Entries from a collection
_ _ _

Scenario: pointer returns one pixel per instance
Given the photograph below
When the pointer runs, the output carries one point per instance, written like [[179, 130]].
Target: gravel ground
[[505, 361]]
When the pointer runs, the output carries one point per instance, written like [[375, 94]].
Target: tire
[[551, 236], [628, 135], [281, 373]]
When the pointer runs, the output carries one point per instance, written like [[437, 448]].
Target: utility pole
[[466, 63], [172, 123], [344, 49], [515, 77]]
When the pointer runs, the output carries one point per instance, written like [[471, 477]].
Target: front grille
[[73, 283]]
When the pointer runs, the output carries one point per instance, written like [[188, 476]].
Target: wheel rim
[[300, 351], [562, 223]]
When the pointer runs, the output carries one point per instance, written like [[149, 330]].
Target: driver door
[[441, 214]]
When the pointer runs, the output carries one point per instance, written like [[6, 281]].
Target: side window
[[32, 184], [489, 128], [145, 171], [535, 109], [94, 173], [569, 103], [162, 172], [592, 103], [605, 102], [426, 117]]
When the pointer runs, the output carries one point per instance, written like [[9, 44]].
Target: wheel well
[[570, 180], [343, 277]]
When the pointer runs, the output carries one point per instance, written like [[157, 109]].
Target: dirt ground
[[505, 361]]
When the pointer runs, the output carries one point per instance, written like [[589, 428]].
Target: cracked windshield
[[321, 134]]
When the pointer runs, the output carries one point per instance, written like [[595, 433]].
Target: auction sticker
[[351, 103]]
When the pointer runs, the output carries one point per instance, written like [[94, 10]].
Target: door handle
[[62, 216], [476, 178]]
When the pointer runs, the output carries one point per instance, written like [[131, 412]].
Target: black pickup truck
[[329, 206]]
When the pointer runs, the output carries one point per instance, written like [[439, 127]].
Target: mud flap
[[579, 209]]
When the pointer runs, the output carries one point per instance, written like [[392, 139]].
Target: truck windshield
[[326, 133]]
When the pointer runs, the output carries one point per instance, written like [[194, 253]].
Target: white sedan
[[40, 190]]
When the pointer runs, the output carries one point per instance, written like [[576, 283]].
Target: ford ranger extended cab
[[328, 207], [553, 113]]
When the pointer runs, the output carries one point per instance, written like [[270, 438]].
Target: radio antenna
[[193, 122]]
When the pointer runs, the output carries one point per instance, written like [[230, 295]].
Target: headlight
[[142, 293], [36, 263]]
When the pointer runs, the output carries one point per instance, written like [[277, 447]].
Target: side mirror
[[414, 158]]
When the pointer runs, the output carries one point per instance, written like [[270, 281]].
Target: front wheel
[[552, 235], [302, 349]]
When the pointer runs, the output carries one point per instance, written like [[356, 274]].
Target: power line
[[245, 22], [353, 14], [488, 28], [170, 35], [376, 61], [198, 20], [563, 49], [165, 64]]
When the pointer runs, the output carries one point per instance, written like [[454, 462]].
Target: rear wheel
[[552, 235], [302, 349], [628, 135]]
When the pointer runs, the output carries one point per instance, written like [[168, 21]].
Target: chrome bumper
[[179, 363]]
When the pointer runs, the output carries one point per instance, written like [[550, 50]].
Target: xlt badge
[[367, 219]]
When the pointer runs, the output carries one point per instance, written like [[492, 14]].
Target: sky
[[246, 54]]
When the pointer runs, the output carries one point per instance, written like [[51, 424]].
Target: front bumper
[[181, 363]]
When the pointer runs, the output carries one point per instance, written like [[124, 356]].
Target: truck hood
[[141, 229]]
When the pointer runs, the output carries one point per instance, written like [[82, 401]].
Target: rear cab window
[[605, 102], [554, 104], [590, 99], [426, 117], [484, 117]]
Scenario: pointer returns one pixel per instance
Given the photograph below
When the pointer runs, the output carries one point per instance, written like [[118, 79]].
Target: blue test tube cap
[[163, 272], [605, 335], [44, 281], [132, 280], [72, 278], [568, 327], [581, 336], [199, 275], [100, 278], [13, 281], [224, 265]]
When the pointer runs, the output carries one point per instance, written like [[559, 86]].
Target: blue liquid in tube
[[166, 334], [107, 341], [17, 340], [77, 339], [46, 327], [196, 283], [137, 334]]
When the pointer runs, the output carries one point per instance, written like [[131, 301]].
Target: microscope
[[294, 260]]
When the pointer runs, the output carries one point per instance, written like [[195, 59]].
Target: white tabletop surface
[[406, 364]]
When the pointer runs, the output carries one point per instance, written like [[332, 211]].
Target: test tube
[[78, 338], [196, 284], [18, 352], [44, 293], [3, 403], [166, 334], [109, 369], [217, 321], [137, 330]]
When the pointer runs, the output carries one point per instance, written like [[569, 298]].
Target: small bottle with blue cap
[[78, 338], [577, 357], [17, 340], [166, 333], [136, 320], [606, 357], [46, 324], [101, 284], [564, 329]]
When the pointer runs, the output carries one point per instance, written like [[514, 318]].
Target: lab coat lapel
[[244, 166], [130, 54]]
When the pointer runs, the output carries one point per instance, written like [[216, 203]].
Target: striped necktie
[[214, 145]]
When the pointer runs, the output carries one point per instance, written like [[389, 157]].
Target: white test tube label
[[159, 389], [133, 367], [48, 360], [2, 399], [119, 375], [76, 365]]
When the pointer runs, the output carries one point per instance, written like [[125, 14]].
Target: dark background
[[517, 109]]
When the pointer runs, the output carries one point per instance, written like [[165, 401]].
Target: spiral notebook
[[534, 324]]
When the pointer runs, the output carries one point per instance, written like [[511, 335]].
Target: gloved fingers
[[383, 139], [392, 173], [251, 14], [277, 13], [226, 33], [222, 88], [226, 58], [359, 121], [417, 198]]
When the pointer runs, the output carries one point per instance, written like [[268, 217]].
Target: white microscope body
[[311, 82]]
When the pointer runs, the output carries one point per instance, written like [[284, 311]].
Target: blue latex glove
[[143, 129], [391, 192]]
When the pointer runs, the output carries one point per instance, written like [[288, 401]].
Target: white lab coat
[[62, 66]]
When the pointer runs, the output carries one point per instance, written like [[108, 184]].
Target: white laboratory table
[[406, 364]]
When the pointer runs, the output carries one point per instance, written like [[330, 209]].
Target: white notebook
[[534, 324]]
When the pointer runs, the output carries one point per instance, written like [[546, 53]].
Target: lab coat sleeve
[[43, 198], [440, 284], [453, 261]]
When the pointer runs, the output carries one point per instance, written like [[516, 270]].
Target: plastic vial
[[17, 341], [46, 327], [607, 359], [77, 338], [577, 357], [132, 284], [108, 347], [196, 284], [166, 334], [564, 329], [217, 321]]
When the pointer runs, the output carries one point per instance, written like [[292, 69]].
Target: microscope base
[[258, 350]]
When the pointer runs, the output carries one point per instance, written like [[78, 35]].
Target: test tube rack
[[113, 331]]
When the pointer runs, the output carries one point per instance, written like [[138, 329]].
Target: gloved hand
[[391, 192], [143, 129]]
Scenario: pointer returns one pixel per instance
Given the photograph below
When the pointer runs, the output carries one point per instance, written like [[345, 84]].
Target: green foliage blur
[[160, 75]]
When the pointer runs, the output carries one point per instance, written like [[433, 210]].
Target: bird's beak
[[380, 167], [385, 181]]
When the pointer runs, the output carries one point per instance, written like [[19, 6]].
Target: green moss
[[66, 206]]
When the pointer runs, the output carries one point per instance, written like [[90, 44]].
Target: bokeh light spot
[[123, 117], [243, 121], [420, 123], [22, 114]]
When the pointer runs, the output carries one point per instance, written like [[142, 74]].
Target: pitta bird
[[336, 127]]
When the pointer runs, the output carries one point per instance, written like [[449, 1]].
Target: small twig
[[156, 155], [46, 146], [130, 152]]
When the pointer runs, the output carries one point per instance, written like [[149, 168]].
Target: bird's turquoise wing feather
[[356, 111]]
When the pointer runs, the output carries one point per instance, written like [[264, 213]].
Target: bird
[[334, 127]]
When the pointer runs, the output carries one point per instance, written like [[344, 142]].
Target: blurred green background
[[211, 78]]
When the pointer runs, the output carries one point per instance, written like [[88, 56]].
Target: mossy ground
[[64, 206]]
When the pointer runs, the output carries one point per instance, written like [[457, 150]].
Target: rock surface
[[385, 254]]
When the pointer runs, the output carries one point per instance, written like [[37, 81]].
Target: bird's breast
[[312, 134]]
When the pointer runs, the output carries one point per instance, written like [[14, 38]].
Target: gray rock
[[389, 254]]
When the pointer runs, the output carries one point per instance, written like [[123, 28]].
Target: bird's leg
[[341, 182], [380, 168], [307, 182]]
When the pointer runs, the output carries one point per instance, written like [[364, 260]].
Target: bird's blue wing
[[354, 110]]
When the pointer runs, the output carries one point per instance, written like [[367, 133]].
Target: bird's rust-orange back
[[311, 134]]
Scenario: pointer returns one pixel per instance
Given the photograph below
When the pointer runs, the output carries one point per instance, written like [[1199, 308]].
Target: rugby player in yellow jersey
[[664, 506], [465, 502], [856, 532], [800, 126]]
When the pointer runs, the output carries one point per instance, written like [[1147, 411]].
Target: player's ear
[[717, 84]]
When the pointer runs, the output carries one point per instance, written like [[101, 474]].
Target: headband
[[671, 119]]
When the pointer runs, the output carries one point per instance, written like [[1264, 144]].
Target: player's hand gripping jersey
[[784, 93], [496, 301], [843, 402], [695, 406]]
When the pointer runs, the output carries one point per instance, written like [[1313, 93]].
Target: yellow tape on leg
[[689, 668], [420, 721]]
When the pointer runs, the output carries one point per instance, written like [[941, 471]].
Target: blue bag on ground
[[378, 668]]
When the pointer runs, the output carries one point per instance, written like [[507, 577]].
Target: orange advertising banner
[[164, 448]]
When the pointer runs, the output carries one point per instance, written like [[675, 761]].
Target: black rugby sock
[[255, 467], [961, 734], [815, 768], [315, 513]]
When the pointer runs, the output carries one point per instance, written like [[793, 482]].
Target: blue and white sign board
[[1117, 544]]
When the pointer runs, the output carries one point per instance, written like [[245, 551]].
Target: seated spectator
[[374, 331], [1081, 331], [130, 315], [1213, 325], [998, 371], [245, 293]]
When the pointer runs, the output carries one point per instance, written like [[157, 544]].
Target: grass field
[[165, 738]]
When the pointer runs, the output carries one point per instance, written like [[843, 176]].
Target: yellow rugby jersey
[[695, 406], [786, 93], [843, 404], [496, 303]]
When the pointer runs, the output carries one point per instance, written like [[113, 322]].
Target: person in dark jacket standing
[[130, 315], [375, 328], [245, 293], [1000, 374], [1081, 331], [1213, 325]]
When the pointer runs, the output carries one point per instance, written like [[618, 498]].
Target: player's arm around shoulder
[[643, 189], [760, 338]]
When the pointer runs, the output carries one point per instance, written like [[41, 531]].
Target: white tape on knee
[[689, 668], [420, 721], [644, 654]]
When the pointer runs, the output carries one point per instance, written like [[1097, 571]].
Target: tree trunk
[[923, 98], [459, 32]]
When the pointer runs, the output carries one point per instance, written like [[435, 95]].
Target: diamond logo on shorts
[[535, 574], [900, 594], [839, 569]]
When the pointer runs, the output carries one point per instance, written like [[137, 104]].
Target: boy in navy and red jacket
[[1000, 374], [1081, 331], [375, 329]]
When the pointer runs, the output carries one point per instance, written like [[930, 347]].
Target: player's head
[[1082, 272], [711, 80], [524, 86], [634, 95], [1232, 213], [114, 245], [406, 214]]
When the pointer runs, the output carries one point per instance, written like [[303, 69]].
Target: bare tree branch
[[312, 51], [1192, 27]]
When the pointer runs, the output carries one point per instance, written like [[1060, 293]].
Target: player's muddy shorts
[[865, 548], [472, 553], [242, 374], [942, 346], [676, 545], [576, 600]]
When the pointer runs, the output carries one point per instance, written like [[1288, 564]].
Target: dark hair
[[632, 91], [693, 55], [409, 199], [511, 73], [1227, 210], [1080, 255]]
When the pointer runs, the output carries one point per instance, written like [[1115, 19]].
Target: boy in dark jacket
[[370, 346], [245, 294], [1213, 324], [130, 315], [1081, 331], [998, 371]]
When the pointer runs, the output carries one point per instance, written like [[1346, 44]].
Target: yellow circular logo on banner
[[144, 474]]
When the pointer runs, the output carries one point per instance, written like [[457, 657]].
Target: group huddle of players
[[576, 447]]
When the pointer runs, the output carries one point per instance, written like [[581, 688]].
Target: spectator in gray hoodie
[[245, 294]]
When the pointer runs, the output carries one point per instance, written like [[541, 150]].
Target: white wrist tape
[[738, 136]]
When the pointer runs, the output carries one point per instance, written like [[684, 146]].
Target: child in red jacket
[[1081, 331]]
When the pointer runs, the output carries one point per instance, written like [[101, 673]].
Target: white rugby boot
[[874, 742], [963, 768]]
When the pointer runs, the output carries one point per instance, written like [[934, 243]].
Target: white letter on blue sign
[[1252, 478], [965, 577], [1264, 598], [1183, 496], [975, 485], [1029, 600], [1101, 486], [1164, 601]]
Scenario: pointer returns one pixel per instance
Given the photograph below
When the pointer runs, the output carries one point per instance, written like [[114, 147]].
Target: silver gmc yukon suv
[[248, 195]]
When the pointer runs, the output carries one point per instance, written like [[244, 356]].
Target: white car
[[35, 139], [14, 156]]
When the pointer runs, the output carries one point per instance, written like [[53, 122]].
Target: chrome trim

_ _ _

*Aim of the task:* Convert everything from the line containing "like [[569, 298]]." down to the line containing "284], [564, 329]]" into a Markdown table with the columns Row and Entry line. Number each line, and leave out any blank lines.

*Expected output:*
| Row | Entry line |
|---|---|
| 1 | When the pointer runs, the output carries one point per instance, written like [[569, 298]]. |
| 2 | Target: small bottle with blue cap |
| 3 | [[78, 338], [577, 357], [17, 340], [166, 333], [136, 320], [606, 357], [46, 324], [101, 284], [564, 329]] |